▶ _WORK TO BE COMPLETED_:
Please restate, word for word, the lines below that begin at the one with "Target: wooden chair" and end at the one with "x=183 y=182". Leave out all other lines.

▶ _EXERCISE MATERIAL_:
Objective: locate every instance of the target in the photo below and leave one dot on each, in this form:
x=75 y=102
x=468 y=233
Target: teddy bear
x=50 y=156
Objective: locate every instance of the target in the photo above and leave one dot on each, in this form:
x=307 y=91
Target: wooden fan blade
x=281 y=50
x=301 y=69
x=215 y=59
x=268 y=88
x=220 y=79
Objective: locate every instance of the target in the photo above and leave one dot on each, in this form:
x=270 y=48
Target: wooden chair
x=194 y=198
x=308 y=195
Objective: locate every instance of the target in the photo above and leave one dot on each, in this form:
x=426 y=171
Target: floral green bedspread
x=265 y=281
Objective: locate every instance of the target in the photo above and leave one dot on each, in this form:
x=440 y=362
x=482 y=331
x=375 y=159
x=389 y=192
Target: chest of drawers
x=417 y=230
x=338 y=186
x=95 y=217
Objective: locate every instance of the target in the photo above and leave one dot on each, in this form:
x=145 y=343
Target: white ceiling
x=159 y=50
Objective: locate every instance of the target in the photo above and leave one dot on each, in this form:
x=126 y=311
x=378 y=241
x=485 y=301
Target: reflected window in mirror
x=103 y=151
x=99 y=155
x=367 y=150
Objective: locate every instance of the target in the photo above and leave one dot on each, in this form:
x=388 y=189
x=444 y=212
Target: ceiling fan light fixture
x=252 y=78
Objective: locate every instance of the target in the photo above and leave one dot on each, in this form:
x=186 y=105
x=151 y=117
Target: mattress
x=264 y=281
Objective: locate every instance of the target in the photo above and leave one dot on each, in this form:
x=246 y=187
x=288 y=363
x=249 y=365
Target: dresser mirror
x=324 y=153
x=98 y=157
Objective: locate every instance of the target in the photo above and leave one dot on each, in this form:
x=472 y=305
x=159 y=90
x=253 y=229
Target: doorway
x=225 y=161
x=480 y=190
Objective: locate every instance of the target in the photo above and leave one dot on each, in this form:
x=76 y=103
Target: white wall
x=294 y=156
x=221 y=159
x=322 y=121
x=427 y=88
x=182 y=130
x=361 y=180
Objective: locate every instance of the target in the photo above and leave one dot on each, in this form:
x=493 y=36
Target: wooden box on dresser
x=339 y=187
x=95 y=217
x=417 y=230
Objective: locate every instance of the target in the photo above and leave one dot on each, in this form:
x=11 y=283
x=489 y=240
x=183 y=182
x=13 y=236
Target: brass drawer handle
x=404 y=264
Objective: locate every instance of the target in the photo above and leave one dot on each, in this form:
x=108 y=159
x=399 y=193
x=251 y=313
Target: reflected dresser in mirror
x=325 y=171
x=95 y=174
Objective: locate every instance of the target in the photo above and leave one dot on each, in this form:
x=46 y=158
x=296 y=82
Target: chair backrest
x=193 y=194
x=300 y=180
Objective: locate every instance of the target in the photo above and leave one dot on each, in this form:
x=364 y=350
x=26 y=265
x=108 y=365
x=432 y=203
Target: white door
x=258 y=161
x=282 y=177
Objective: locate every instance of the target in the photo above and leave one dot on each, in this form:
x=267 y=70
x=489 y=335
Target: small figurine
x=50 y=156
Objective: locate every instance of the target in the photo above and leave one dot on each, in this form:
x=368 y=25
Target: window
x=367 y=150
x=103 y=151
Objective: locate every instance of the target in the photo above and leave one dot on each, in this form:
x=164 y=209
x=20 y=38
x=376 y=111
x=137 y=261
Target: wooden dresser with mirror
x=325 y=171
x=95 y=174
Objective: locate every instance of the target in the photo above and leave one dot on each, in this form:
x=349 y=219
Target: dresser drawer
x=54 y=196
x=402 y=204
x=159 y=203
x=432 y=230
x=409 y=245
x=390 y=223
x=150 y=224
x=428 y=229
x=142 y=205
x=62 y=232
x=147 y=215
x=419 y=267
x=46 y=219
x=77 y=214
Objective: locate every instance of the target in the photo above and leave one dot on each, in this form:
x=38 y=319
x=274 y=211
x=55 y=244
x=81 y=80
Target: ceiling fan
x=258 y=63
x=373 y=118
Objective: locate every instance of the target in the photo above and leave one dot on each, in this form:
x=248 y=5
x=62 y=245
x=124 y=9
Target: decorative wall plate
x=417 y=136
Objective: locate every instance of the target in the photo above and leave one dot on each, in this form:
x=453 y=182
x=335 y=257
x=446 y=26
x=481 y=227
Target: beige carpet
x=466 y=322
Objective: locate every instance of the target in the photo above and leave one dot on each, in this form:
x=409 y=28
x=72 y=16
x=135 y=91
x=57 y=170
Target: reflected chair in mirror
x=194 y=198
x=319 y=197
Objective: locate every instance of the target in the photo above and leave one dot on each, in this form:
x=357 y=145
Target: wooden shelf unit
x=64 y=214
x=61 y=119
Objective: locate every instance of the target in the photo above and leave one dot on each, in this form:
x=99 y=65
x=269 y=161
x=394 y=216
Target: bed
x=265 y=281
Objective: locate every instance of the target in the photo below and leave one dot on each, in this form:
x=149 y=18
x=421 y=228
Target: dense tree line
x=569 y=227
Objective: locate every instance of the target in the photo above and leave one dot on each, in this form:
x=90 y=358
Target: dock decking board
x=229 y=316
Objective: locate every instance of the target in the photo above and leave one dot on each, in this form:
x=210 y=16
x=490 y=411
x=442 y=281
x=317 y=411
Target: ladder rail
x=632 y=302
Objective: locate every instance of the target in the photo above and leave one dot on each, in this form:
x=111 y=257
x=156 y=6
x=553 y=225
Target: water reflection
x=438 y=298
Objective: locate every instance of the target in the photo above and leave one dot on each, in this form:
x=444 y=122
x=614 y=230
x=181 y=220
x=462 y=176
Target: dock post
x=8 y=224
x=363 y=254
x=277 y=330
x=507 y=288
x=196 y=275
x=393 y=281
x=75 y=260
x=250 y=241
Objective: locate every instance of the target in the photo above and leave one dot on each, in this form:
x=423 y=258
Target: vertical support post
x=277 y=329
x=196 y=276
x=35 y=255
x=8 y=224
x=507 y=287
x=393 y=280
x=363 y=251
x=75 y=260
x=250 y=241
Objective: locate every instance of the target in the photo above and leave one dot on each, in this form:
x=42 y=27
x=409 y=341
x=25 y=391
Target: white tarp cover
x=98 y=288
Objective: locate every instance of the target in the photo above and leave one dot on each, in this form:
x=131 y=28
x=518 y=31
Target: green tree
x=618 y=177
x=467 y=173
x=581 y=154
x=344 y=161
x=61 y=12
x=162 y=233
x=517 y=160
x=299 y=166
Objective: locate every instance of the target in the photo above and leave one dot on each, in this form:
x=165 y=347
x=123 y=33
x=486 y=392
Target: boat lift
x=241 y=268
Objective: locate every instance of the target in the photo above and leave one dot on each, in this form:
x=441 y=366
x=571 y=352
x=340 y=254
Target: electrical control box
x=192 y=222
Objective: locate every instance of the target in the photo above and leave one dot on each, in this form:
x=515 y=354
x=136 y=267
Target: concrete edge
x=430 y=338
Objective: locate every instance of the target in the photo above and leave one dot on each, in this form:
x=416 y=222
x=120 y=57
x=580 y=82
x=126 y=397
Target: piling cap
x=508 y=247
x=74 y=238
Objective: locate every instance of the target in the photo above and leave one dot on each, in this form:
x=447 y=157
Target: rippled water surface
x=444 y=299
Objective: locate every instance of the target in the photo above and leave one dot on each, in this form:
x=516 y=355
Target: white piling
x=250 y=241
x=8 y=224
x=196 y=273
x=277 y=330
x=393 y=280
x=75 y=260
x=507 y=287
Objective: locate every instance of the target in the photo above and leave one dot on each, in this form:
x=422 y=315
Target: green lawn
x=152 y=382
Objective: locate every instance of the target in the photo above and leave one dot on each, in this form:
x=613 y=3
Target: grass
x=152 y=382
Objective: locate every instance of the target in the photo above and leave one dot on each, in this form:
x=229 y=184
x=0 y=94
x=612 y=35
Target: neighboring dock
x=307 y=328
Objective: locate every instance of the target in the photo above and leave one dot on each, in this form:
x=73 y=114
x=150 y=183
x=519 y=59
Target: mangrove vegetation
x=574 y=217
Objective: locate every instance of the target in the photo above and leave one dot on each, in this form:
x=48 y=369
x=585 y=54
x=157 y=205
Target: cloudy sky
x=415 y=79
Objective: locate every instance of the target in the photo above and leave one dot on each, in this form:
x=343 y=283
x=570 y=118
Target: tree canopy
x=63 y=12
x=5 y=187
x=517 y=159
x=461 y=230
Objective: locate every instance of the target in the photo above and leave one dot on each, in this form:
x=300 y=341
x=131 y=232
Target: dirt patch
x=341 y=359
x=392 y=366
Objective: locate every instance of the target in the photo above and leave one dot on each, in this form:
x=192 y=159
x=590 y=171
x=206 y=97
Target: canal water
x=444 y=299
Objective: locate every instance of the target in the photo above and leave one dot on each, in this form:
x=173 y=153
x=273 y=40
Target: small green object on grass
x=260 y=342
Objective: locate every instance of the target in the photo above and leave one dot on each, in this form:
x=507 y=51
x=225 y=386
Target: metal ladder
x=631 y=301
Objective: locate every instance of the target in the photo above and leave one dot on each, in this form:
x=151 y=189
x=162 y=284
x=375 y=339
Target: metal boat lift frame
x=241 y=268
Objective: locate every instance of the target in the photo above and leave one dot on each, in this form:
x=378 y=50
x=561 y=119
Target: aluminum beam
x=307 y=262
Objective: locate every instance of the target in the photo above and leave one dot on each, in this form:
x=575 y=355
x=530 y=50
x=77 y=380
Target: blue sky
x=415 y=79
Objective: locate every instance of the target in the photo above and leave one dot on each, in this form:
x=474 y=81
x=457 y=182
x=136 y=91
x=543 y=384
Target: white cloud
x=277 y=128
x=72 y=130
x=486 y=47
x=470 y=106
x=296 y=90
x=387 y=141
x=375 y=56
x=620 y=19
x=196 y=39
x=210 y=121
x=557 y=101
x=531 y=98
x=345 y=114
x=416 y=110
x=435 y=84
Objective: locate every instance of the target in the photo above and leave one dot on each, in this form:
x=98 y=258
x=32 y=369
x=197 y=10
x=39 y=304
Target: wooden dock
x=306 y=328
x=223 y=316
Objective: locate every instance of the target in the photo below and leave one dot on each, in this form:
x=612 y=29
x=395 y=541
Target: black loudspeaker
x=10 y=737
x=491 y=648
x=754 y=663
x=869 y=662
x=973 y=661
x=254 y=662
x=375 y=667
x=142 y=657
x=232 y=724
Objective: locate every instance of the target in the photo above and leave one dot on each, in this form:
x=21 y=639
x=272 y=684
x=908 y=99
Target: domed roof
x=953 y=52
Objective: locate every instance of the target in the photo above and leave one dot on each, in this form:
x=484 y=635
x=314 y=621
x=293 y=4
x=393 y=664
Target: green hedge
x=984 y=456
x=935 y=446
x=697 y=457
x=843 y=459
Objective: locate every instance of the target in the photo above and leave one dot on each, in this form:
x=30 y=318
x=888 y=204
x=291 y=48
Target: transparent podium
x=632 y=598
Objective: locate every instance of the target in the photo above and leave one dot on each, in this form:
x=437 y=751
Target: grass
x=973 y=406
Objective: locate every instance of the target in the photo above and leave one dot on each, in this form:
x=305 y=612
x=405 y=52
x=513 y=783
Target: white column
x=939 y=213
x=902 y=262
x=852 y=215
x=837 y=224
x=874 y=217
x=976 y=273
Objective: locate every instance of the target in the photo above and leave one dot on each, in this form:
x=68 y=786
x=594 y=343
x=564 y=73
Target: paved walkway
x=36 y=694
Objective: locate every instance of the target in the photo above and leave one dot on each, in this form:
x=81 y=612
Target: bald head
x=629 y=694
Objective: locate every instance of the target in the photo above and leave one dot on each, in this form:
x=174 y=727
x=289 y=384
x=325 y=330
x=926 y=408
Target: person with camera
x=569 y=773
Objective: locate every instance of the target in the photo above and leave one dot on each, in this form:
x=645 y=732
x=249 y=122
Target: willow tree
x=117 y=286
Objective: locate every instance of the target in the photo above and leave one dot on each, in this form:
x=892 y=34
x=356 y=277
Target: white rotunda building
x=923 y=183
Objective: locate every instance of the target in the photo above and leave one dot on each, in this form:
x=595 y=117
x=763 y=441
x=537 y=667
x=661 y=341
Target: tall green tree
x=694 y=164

▶ _TASK RESULT_:
Target: wooden chair
x=194 y=198
x=308 y=195
Objective: locate every instance of the target in the photo above and leave one dot on each, in this form:
x=426 y=171
Target: floral green bedspread
x=265 y=281
Objective: locate every instance of the target in the photo above and leave one dot on each, in this form:
x=440 y=362
x=482 y=331
x=375 y=159
x=389 y=192
Target: chest of drawers
x=417 y=230
x=338 y=186
x=95 y=217
Objective: locate every instance of the target in the photo above and leave one dot on each, in this form:
x=145 y=343
Target: white ceiling
x=159 y=50
Objective: locate every instance of the target in the photo above and leave one dot on each, in this form:
x=126 y=311
x=378 y=241
x=485 y=301
Target: reflected window in mirror
x=103 y=151
x=99 y=155
x=367 y=150
Objective: locate every instance of the target in the photo above and leave one dot on each, in this form:
x=388 y=189
x=444 y=212
Target: ceiling fan light fixture
x=252 y=78
Objective: locate every instance of the target in the photo above and leave one dot on each, in this form:
x=186 y=105
x=151 y=117
Target: mattress
x=264 y=281
Objective: locate every instance of the target in the photo above and leave one dot on each, in this form:
x=246 y=187
x=288 y=363
x=249 y=365
Target: dresser mirror
x=324 y=153
x=98 y=157
Objective: locate every instance of the target in the photo above and leave one dot on each, in this form:
x=472 y=305
x=159 y=90
x=253 y=229
Target: doorway
x=225 y=161
x=480 y=190
Objective: locate every instance of the target in the photo above and leave one dot on each, in this form:
x=76 y=103
Target: white wall
x=294 y=156
x=221 y=159
x=322 y=121
x=427 y=88
x=182 y=130
x=361 y=180
Objective: locate every instance of the target in the photo above and leave one dot on each, in this form:
x=493 y=36
Target: wooden box on dresser
x=339 y=187
x=95 y=217
x=417 y=230
Objective: locate every instance of the target in the photo above and leave one dot on each, in this form:
x=11 y=283
x=489 y=240
x=183 y=182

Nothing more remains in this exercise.